++++ Document passage

Trend it Like Beckham? Men Get Surgery for Nips Like Beck’s
Liposuction, tummy tucks, and nose jobs are some of the most popular cosmetic procedures, but now there’s a new player on the surgical football pitch: getting nipples the shape of David Beckham’s.
By Liz Days · April 4, 2024

Disclaimer: While this article’s cups runneth over on facts, it may also contain a nip (or two) of satire.
Let’s face it. We all have parts of our bodies that we wish looked a little different, and the barrage of well-marketed, touched-up images flooding our social media pages certainly doesn’t help with positive body image. Some of us try to reframe our less-loved parts as the things that make us unique, and some of us go under the scalpel & needle, trying to find that elusive “perfection.” A new trend is all about that: men clamoring for the look of David Beckham’s incredible….nipples.
Believe it or not, surgeons in NYC and other parts of the U.S. are seeing an increase in men wanting a nipple reduction in order to match soccer superstar David Beckham’s small, symmetrical, “almond-shaped” teats….to the tune of $5000.
“My nips are like giant circles, you know? Beckham’s, though, I mean…He bagged Posh Spice, the hottest Spice Girl. NO circular-nippled guy or (God help you) square-nippled guy coulda done that.”

++++++++
++++ Information supplied

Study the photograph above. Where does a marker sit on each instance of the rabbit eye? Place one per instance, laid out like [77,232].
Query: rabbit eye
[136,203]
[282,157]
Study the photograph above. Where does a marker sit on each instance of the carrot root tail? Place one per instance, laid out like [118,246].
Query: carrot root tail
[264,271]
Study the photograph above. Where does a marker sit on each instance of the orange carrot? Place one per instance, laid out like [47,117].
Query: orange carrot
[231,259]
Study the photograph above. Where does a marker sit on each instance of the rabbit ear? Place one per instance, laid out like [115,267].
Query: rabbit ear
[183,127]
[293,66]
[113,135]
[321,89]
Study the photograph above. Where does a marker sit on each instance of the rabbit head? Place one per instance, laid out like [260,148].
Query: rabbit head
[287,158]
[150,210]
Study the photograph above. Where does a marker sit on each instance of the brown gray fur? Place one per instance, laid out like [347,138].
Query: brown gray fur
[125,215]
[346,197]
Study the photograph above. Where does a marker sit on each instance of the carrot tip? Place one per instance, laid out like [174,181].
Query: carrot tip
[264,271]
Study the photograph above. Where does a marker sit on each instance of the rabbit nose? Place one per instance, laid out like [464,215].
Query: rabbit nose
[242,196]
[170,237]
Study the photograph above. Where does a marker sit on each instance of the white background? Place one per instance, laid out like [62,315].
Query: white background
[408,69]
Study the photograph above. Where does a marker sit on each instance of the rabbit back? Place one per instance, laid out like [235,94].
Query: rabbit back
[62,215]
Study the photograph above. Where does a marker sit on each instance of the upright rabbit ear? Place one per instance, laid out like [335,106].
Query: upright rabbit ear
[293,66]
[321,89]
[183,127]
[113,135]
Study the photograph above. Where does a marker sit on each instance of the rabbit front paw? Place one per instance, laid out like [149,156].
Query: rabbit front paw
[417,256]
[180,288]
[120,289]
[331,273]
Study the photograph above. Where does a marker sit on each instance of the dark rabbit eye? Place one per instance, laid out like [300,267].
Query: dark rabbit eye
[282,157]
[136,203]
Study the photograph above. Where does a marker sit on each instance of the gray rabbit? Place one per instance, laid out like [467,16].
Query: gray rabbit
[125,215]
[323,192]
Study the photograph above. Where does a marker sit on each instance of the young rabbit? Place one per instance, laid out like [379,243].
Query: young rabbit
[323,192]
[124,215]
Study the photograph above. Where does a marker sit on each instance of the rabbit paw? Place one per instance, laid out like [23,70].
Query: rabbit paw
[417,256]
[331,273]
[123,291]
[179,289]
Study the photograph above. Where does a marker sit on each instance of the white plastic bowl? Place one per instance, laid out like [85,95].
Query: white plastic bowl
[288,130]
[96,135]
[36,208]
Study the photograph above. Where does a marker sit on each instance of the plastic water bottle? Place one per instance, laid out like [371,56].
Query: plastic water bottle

++++++++

■ **Your instructions**
Copy the passage of the Beckham nipple article that begins with "Let’s face it." and ends with "tune of $5000.", swapping "scalpel" for "knife". The data that comes after the article has no connection to it.

■ **Written answer**
Let’s face it. We all have parts of our bodies that we wish looked a little different, and the barrage of well-marketed, touched-up images flooding our social media pages certainly doesn’t help with positive body image. Some of us try to reframe our less-loved parts as the things that make us unique, and some of us go under the knife & needle, trying to find that elusive “perfection.” A new trend is all about that: men clamoring for the look of David Beckham’s incredible….nipples.
Believe it or not, surgeons in NYC and other parts of the U.S. are seeing an increase in men wanting a nipple reduction in order to match soccer superstar David Beckham’s small, symmetrical, “almond-shaped” teats….to the tune of $5000.